● **EXERCISE INSTRUCTIONS**:
• 1. Answer these from the post on surveillance and assassination, giving each answer on its own line marked like its question:
(a) In what city and year was Alexandr Litvinenko killed?
(b) Who killed Georgi Markov, and with what weapon?
(c) What killed Qaed Senyan al-Harthi in 2002?
• 2. Pick up the post on surveillance and assassination from its final sentence and keep writing it.

Does the expansion of surveillance make assassination harder? Not in a world of UAVs…

Following the killing of Mahmood Al-Mabhouh is Dubai, allegedly by Israeli Mossad agents, some people are starting to ask whether political assassination is being made more difficult by the proliferation of everyday surveillance. The Washington Post argues that it is, and they give three other cases, including that of Alexandr Litvinenko in London in 2006. But there’s a number of reasons to think that this is a superficial argument.

However the obvious thing about all of these is that they were successful assassinations. They were not prevented by any surveillance technologies. In the Dubai case, the much-trumpeted new international passport regime did not uncover a relatively simple set  of photo-swaps – and anyone who has talked to airport security will know how slapdash most ID checks really are. Litvinenko is as dead as Georgi Markov, famously killed by the Bulgarian secret service with a poisoned-tipped umbrella in London in 1978, and we still don’t really have a clear idea of what was actually going on in the Markov case despite some high-profile charges being laid.

Another thing is that there are several kinds of assassination: the first are those that are meant to be clearly noticed, so as to send a message to the followers or group associated with the deceased. Surveillance technologies, and particularly CCTV,  help such causes by providing readily viewable pictures that contribute to a media PR-campaign that is as important as the killing itself. Mossad in this case, if it was Mossad, were hiding in plain sight – they weren’t really trying to do this in total secrecy. And, let’s not forget many of the operatives who carry out these kinds of actions are considered disposable and replaceable.

The second kind are those where the killers simply don’t care one way or the other what anyone else knows or thinks (as in most of the missile attacks by Israel on the compounds of Hamas leaders within Gaza or the 2002 killing of Qaed Senyan al-Harthi by a remote-controlled USAF drone in the Yemen). The third kind are those that are not meant to be seen as a killing, but are disguised as accidents – in most of those cases, we will never know: conspiracy theories swirl around many such suspicious events, and this fog of unknowing only helps further disguise those probably quite small number of truly fake accidents and discredits their investigation. One could argue that such secret killings may be affected by widespread surveillance, but those involved in such cases are far more careful and more likely to use methods to leverage or get around conventional surveillance techniques.

● **COLLECTED MATERIAL**:
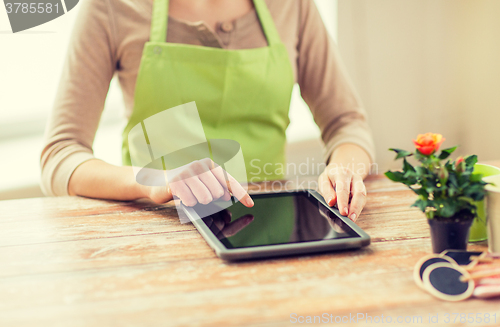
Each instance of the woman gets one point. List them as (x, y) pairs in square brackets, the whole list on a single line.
[(252, 52)]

● **WRITTEN RESPONSES**:
• 1.
(a) London, in 2006.
(b) The Bulgarian secret service, with a poison-tipped umbrella.
(c) A remote-controlled USAF drone, in Yemen.

• 2.
Then of course, there is the fact that the techniques of assassination are becoming more high-tech and powerful too. The use of remote-control drones as in the al-Harthi case is now commonplace for the US military in Afghanistan and Pakistan, indeed the CIA chief, Leon Panetta, last year described UAVs as “the only game in town for stopping Al-Qaeda.” And now there are many more nations equipping themselves with UAVs – which, of course, can be both surveillance devices and weapons platforms. Just the other day, Israel announced the world’s largest drone – the Eltan from Heron Industries, which can apparently fly for 20 hours non-stop. India has already agreed to buy drones from the same company. And, even local police forces in many cities are now investing in micro-UAVs (MAVs): there’s plenty of potential for such devices to be weaponized – and modelled after (or disguised as) birds or animals too.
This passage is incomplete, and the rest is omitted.